### Excerpted passage
More time spent on the internet the last few months is only increasing with online schooling. Districts have put precautions in place in order to make sure device usage is safe and effective.
Susan Anderson, the coordinator of technology and data management for the St. Joseph School District, said staff have been busier than ever at their help desk as concerns arise from students and their families about online safety, but they have systems in place to be able to help.
“We have the capability to remote into devices so sometimes they can even act like they’re right there to see what the student is seeing and help them that way,” Anderson said.
District staff only monitor school-supplied devices, however, and Anderson said that’s why it’s important that parents are taking an active role while their child uses the internet.
“Talk to your kids abut online safety before you let them online. Make sure they’re supervised as much as possible when they’re online,” she said. “Setting up a computer in the living room as opposed to them being in their bedroom doing their searching, putting time limits on their computer use. If they’re taking their computer to their room at night after bedtime hours, you don’t know what they’re doing during that time.”
In addition to keeping students safe with internet searches, Corporal Brandon Cabrera, a school resource officer with the Buchanan County Sheriff’s Office agreed with Anderson that parents need to know the webpage their child is on.
“Just knowing what websites they’re visiting, going on the websites with them, being familiar with them,” Cabrera said. “And there’s lots of tools on the web to look up to help support you in seeing dangers out there — what to look for, what not to look for to keep your child safe.”
An additional feature many school-supplied devices contain is an alert to principals warning when a child is trying to search an alarming term. This is done in order to provide an extra level of security to the student.
“We set alerts on it so principals are notified if students are searching for certain words. So we have searching terms that indicate suicide or self-harm, we have it set so the principal gets an alert,” Anderson said. “Bullying, depression, those kinds of things. Alerts go out so someone can check on that student and make sure they’re safe.”
Cabrera said parents and students need to be careful with any information they are giving out, too.
“We really have to be careful what we’re putting out there. Any type of personal information, where you live and such, to the public. Because once it’s out there, unfortunately it’s out there forever,” Cabrera said.
Detective Brendan McGinnis at the St. Joseph Police Department works electronic crimes and said his colleagues have seen an uptick in cyber malwares and virus links. He said it’s important for students as well as adults to understand what is a not a safe link.
“You open the window for that to get onto your computer. Number one thing would be to only use the verified apps, and the verified apps meaning Zoom or Skype or apps like that that might ask permission for contacts or your camera but they shouldn’t be asking permission for anything else on your phone,” McGinnis said.
Anderson said school-provided devices do not have specific anti-virus protection, but blocking sites decrease the ability for students to come into contact with a corrupted link.

### Activities
**a.** In the article on student online safety, which devices do St. Joseph School District staff monitor?
**b.** Reproduce the stretch of the online-safety article from "An additional feature" through "giving out, too." word for word.

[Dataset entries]
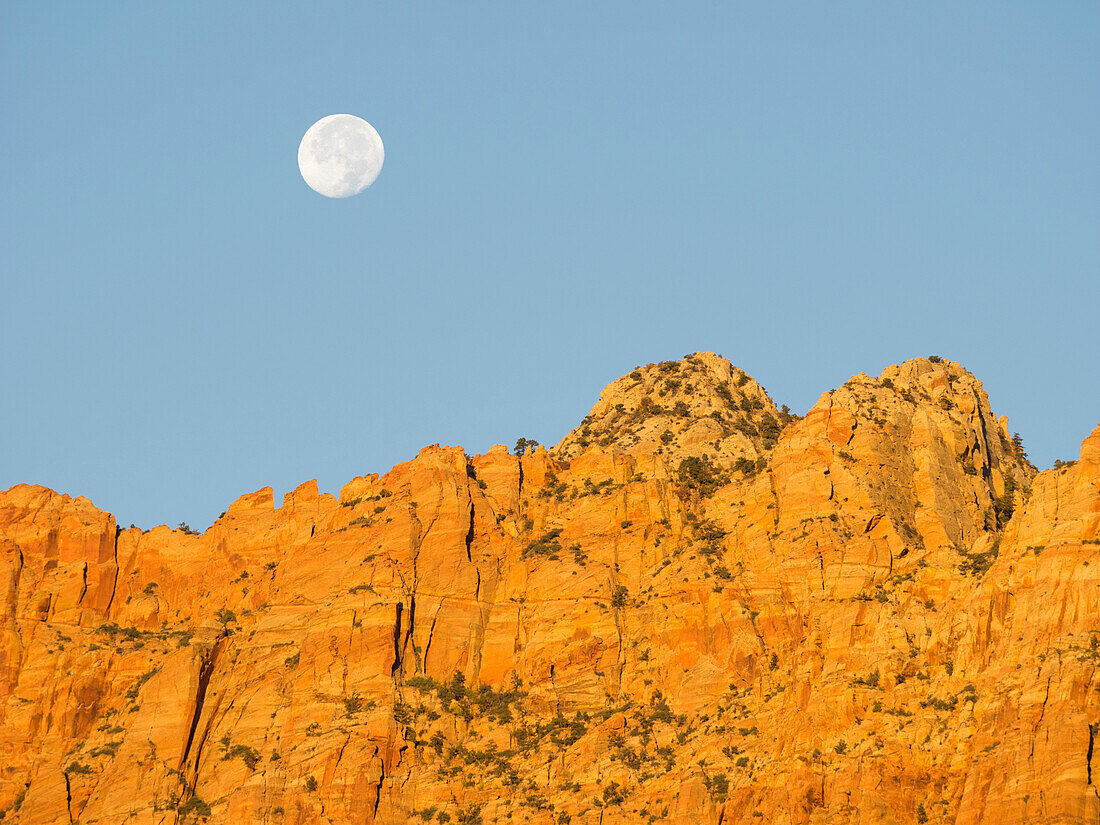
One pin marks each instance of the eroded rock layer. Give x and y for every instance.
(696, 608)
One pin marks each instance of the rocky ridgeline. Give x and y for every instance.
(696, 607)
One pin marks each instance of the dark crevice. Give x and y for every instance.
(377, 789)
(84, 583)
(114, 581)
(397, 640)
(1088, 755)
(470, 532)
(427, 647)
(68, 796)
(206, 670)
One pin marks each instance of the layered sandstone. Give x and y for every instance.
(696, 607)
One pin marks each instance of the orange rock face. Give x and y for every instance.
(695, 608)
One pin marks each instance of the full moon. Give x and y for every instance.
(340, 155)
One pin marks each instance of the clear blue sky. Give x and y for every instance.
(570, 189)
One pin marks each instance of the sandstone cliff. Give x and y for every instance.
(695, 608)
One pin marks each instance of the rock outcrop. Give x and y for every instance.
(697, 607)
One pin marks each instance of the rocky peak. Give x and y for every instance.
(701, 405)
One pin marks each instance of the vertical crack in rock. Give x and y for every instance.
(470, 532)
(377, 789)
(1042, 713)
(206, 671)
(68, 796)
(114, 580)
(84, 583)
(397, 639)
(1088, 755)
(427, 647)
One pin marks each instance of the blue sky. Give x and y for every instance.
(570, 189)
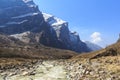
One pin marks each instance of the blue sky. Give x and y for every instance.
(95, 20)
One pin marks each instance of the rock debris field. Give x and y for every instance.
(96, 69)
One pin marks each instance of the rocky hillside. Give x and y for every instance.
(14, 48)
(99, 65)
(23, 20)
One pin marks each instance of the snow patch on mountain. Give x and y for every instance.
(52, 20)
(93, 46)
(26, 15)
(22, 36)
(26, 1)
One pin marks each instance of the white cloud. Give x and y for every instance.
(96, 37)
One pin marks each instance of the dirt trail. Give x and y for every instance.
(47, 70)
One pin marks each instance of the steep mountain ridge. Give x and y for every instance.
(23, 20)
(70, 39)
(92, 46)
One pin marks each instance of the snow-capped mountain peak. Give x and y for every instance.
(52, 20)
(26, 1)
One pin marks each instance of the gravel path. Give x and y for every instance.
(46, 70)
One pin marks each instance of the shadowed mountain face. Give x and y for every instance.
(23, 20)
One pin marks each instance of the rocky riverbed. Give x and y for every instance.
(42, 70)
(106, 68)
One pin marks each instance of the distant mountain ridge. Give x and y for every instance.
(92, 46)
(23, 20)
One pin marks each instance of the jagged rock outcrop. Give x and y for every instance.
(23, 20)
(70, 39)
(21, 16)
(92, 46)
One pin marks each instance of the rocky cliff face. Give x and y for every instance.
(70, 39)
(21, 16)
(23, 20)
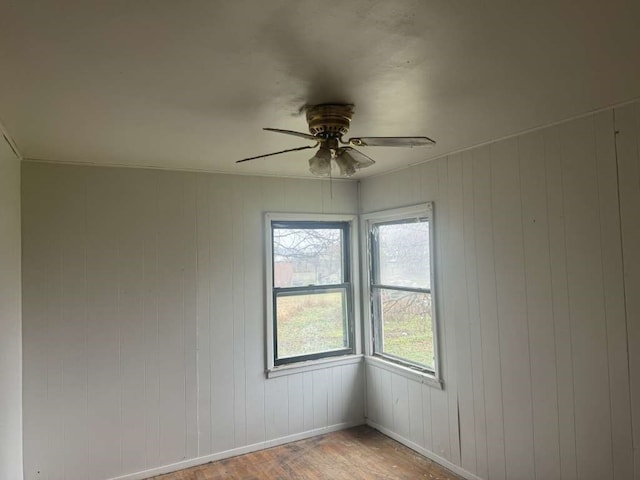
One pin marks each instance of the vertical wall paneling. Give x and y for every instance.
(444, 406)
(295, 402)
(247, 429)
(539, 305)
(144, 328)
(203, 302)
(621, 432)
(586, 300)
(537, 265)
(415, 412)
(34, 331)
(459, 315)
(560, 303)
(474, 327)
(400, 405)
(11, 334)
(103, 342)
(148, 189)
(487, 304)
(512, 314)
(221, 223)
(427, 428)
(130, 294)
(627, 126)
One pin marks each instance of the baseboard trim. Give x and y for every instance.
(423, 451)
(234, 452)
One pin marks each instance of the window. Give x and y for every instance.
(310, 288)
(403, 323)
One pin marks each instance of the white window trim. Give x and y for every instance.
(366, 220)
(293, 368)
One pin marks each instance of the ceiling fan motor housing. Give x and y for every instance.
(329, 120)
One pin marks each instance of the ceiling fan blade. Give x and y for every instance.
(391, 141)
(308, 136)
(358, 156)
(350, 160)
(277, 153)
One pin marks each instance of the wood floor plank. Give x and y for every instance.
(359, 453)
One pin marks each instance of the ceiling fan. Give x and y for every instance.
(328, 123)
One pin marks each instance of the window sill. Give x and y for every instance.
(311, 365)
(407, 372)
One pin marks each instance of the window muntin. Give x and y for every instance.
(311, 294)
(401, 277)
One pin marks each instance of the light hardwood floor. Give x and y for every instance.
(360, 453)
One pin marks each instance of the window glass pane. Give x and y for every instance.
(403, 254)
(406, 326)
(307, 256)
(311, 323)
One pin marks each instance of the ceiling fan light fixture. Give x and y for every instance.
(320, 163)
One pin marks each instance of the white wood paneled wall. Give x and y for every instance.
(536, 296)
(627, 123)
(144, 321)
(10, 316)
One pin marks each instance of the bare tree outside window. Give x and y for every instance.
(311, 290)
(402, 309)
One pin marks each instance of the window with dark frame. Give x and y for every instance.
(401, 273)
(312, 290)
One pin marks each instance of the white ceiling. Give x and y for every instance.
(190, 84)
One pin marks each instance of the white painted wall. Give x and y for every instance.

### Task-by-task outputs
**a.** Only school-supplied devices.

**b.**
An additional feature many school-supplied devices contain is an alert to principals warning when a child is trying to search an alarming term. This is done in order to provide an extra level of security to the student.
“We set alerts on it so principals are notified if students are searching for certain words. So we have searching terms that indicate suicide or self-harm, we have it set so the principal gets an alert,” Anderson said. “Bullying, depression, those kinds of things. Alerts go out so someone can check on that student and make sure they’re safe.”
Cabrera said parents and students need to be careful with any information they are giving out, too.